> _Données de l'exercice_:
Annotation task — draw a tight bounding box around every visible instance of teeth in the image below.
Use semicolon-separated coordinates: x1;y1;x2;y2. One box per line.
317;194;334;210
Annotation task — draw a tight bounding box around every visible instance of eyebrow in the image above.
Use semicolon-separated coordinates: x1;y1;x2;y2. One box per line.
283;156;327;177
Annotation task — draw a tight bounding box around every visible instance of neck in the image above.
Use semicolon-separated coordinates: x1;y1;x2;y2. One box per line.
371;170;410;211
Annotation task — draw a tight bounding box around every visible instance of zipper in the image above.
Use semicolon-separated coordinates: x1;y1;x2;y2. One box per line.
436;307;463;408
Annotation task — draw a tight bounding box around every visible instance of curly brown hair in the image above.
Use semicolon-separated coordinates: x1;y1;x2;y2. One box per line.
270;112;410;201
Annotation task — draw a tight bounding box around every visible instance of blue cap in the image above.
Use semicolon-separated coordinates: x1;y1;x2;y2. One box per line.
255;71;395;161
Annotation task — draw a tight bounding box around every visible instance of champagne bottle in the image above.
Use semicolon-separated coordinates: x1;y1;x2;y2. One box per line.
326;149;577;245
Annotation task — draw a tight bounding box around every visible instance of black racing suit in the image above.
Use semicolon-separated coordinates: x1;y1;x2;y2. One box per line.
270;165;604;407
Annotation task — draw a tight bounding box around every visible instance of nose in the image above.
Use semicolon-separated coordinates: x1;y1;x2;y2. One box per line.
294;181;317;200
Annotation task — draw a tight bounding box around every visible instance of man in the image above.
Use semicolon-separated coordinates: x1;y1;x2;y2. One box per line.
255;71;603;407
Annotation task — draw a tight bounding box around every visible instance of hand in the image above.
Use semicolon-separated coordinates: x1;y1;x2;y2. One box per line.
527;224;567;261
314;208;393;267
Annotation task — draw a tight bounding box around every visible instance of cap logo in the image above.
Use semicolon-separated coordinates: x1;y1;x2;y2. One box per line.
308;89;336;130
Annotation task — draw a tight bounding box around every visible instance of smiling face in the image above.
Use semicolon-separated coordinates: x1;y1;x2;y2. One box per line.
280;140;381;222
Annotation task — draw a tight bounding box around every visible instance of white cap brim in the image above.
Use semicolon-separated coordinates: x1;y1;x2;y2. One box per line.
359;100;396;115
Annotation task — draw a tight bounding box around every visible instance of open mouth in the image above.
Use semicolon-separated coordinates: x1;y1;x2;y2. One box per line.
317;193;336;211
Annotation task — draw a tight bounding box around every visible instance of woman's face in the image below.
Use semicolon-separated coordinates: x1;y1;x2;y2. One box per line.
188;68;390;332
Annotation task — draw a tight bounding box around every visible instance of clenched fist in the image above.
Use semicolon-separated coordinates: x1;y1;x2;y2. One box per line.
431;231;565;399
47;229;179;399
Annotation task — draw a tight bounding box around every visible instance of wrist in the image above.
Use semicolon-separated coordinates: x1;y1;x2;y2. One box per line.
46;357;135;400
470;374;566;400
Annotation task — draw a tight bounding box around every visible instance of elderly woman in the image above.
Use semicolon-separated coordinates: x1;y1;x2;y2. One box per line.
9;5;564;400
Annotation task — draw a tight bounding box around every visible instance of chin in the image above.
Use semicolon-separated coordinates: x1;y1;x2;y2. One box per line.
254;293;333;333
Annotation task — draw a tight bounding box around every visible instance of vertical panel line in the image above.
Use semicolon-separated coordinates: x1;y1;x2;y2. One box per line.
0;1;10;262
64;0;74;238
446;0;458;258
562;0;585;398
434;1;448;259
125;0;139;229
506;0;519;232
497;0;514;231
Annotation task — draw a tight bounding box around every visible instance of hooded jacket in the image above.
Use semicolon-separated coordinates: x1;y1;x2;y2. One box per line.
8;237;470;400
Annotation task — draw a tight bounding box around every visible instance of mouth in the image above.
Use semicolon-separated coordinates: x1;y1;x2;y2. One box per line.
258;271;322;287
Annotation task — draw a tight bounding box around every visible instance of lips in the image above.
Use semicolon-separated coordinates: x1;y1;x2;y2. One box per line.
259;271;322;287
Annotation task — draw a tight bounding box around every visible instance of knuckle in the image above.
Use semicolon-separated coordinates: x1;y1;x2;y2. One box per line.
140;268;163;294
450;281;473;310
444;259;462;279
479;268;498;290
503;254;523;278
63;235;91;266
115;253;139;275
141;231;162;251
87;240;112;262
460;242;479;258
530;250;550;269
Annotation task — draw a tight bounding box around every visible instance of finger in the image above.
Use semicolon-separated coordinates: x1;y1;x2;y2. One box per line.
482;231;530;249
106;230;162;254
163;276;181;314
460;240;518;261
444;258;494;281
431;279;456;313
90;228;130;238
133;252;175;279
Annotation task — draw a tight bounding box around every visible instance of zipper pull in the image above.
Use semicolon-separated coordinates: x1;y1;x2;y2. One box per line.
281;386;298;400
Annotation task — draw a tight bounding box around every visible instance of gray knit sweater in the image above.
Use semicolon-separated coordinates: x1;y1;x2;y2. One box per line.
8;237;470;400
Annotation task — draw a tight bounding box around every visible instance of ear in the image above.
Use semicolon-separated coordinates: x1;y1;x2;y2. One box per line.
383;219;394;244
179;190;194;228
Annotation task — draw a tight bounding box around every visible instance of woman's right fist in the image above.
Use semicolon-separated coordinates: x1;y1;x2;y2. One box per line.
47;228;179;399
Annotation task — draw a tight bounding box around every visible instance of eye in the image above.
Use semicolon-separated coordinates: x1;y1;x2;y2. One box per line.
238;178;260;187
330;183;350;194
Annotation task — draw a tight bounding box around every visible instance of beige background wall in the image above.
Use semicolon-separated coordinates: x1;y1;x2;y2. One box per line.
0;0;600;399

> _Énoncé_: Indiquez, s'il vous plaît, combien de lignes des items ci-dessus contiennent la chaîne « mouth », en tenant compte de la casse. Donnez uniquement ce nombre.

> _Corrigé_: 2